● Task prompt:
Can you print every line of the data below without changing a single character?

● Supplied data:
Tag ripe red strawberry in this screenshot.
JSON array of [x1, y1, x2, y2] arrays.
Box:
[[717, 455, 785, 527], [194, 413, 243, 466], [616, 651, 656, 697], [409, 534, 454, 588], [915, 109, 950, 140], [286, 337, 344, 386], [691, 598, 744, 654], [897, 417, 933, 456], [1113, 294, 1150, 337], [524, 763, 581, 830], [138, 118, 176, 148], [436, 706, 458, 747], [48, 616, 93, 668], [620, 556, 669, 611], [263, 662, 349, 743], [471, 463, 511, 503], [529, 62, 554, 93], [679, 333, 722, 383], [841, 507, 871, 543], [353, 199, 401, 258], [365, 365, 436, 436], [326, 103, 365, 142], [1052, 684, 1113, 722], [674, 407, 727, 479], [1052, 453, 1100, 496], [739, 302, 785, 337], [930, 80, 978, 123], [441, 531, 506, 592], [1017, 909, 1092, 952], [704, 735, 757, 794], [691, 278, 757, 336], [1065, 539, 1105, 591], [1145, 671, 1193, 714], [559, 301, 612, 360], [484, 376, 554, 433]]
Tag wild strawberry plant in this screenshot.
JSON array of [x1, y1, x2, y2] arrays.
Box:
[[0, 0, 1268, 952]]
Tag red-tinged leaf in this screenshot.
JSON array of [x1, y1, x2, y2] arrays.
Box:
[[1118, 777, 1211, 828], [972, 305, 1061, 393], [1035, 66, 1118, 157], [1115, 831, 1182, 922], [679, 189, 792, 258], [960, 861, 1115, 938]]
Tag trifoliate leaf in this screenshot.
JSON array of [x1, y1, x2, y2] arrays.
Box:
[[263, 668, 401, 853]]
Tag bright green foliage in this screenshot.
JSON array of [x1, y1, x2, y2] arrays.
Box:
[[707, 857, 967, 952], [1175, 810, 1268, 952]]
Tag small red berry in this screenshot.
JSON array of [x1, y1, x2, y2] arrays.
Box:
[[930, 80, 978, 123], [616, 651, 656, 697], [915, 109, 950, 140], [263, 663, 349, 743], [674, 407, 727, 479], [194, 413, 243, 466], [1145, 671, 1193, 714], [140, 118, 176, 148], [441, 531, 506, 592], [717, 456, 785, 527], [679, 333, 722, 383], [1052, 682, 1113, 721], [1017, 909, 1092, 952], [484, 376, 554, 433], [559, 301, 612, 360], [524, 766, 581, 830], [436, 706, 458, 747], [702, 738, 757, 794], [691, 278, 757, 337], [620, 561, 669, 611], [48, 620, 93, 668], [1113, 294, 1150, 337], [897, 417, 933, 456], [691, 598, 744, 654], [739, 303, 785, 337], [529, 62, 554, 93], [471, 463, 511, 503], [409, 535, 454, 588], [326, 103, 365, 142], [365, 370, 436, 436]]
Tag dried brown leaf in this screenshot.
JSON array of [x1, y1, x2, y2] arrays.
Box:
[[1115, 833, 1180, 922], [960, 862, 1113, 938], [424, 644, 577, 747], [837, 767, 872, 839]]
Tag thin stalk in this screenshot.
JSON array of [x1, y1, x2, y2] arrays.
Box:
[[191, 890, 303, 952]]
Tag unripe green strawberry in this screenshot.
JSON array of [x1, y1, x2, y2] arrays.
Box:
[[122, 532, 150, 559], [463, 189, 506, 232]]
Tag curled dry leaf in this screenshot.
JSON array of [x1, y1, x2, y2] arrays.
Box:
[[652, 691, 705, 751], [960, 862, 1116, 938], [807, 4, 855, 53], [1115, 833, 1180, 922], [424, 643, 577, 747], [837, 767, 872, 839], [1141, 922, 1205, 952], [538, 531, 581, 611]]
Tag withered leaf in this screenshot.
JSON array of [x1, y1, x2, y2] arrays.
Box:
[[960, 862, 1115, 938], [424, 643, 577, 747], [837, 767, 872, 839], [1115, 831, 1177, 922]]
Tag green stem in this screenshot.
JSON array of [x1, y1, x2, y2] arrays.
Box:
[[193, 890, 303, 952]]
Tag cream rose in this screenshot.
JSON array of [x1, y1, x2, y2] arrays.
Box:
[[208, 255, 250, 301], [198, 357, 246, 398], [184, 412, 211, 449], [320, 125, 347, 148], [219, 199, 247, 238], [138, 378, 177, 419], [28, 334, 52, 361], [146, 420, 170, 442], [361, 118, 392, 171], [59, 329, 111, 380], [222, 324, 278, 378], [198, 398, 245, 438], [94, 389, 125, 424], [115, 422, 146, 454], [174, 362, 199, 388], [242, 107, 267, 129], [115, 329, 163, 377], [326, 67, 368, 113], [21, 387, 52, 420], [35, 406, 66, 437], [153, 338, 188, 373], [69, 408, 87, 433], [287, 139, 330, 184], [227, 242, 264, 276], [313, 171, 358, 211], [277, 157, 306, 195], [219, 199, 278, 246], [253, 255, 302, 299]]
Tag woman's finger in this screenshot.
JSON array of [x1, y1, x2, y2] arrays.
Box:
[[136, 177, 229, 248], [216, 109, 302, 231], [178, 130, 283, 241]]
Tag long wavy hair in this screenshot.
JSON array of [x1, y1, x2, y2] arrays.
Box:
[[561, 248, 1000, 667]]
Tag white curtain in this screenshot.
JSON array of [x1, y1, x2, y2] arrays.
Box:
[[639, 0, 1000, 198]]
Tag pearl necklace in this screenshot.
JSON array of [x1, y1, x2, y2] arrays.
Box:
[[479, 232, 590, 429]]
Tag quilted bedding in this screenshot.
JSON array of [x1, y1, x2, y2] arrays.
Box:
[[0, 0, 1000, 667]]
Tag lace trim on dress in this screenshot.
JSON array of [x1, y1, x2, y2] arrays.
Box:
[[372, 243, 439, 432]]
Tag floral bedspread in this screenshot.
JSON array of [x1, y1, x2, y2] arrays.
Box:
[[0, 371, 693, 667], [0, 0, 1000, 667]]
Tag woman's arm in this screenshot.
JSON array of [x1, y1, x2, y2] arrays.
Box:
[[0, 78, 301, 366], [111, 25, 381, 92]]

● Solution for this exercise:
Tag ripe red strawberry in this screenshot.
JSON array of [x1, y1, x2, y2] arrays.
Box:
[[717, 455, 785, 527], [194, 413, 243, 466], [616, 651, 656, 697], [409, 534, 454, 588], [915, 109, 950, 140], [286, 337, 344, 386], [691, 598, 744, 654], [897, 417, 933, 456], [1113, 294, 1150, 337], [524, 763, 581, 830], [138, 118, 176, 148], [436, 706, 458, 747], [48, 616, 93, 668], [620, 556, 669, 611], [263, 662, 349, 743], [471, 463, 511, 503], [529, 62, 554, 93], [679, 333, 722, 383], [841, 507, 871, 543], [353, 199, 401, 258], [365, 365, 436, 436], [326, 103, 365, 142], [1052, 684, 1113, 722], [674, 407, 727, 479], [1052, 453, 1100, 496], [739, 302, 785, 337], [930, 80, 978, 123], [441, 531, 506, 592], [1017, 909, 1092, 952], [704, 735, 757, 794], [691, 278, 757, 336], [1065, 539, 1105, 591], [1145, 671, 1193, 714], [559, 301, 612, 360], [484, 376, 554, 433]]
Tag wild strawberry plant in this screenshot.
JSON array of [x1, y1, x2, y2] arrays.
Box:
[[0, 0, 1268, 952]]
Tag red-tinged leaf in this screenshot.
JSON array of [x1, y1, x2, y2] arrays.
Box:
[[1118, 777, 1211, 828], [972, 305, 1061, 393], [1035, 66, 1118, 157], [1115, 831, 1182, 922], [679, 189, 792, 258], [960, 861, 1115, 938]]
Tag trifoliate leaf in this screenshot.
JSON array of [x1, y1, x2, y2] arrays.
Box:
[[263, 668, 401, 853]]
Tag bright green foliage in this screenshot.
JSON array of [x1, y1, x2, y2] arrays.
Box:
[[707, 857, 967, 952], [1175, 810, 1268, 952]]
Tag small red berry in this screenshot.
JSON array of [x1, y1, x2, y2] arrays.
Box:
[[930, 80, 978, 123], [616, 651, 656, 697], [915, 109, 950, 140], [263, 663, 349, 743], [674, 407, 727, 479], [194, 413, 243, 466], [1145, 671, 1193, 714], [140, 118, 176, 148], [441, 531, 506, 592], [717, 456, 785, 527], [679, 333, 722, 383], [1052, 682, 1113, 721], [1017, 909, 1092, 952], [484, 376, 554, 433], [559, 301, 612, 360], [524, 766, 581, 830], [436, 706, 458, 747], [702, 738, 757, 794], [691, 278, 757, 337], [620, 561, 669, 611], [48, 620, 93, 668], [1113, 294, 1150, 337], [897, 417, 933, 456], [691, 598, 744, 654], [739, 303, 785, 337], [529, 62, 554, 93], [471, 463, 511, 503], [409, 535, 454, 588], [326, 103, 365, 142], [365, 370, 436, 436]]
Tag dried brown leaf in this screenshot.
JSON array of [x1, y1, x2, y2] arrays.
Box:
[[1115, 833, 1180, 922], [960, 862, 1113, 938], [424, 644, 577, 747], [837, 767, 872, 839]]
Tag thin stalk in this screenshot.
JSON array of [x1, y1, x2, y2] arrays.
Box:
[[191, 890, 303, 952]]
Tag unripe green strawberry in this screenshot.
JSON array of [x1, y1, x2, y2] arrays.
Box:
[[122, 532, 150, 559], [463, 189, 506, 232]]
Tag curled dry leaf in this screenshot.
JSON array of [x1, y1, x2, y2] arrays.
Box:
[[652, 691, 705, 751], [960, 862, 1116, 938], [807, 4, 855, 53], [1115, 833, 1180, 922], [424, 643, 577, 747], [837, 767, 872, 839], [1141, 922, 1205, 952], [538, 531, 581, 611]]
Tag withered leaf in this screenshot.
JSON array of [x1, y1, x2, y2] arrays.
Box:
[[960, 862, 1115, 938], [424, 643, 577, 747], [837, 767, 872, 839], [1115, 831, 1177, 922]]
Tag green stem in this screenshot.
JSON array of [x1, y1, x2, y2] arrays.
Box:
[[193, 890, 303, 952]]
Tag cream rose in this screenshot.
JSON array of [x1, y1, x2, y2] arrays.
Box:
[[208, 255, 250, 301], [198, 357, 246, 398], [184, 412, 211, 449], [320, 125, 347, 148], [219, 199, 247, 238], [138, 378, 177, 419], [28, 334, 52, 361], [146, 420, 170, 442], [361, 118, 392, 171], [59, 329, 111, 380], [222, 324, 278, 378], [198, 398, 245, 438], [94, 389, 125, 424], [115, 422, 146, 454], [174, 362, 199, 388], [242, 107, 267, 129], [115, 329, 163, 377], [326, 67, 368, 113], [21, 387, 52, 420], [35, 406, 66, 437], [153, 338, 188, 373], [69, 408, 87, 433], [287, 139, 330, 184], [227, 242, 264, 276], [313, 171, 358, 211], [277, 157, 306, 195], [219, 199, 278, 246], [253, 255, 302, 299]]
Tag woman's finger in this screenshot.
JSON array of [x1, y1, x2, y2] arrays.
Box:
[[136, 177, 229, 248], [216, 109, 302, 231], [178, 130, 283, 241]]
Tag long wavy hair in this screenshot.
JSON array of [x1, y1, x2, y2] arrays.
Box:
[[561, 248, 1000, 667]]
Tag white curtain in this screenshot.
JSON array of [x1, y1, x2, y2] arrays.
Box:
[[639, 0, 1000, 198]]
Tag pearl necklace in this screenshot.
JSON array of [x1, y1, x2, y2] arrays.
Box:
[[479, 232, 590, 429]]
Tag quilted bedding in this screenshot.
JSON array of [x1, y1, x2, y2] arrays.
Box:
[[0, 0, 1000, 667]]
Tag lace trim on dress in this screenshot.
JSON array of [x1, y1, x2, y2] arrays.
Box:
[[372, 243, 439, 432]]
Tag floral bedspread in this screenshot.
JSON array of [x1, y1, x2, y2] arrays.
Box:
[[0, 371, 693, 667], [0, 0, 1000, 667]]
Tag woman's arm in this screenshot.
JSON array of [x1, y1, x2, y2] arrays.
Box:
[[0, 78, 301, 366], [111, 25, 381, 92]]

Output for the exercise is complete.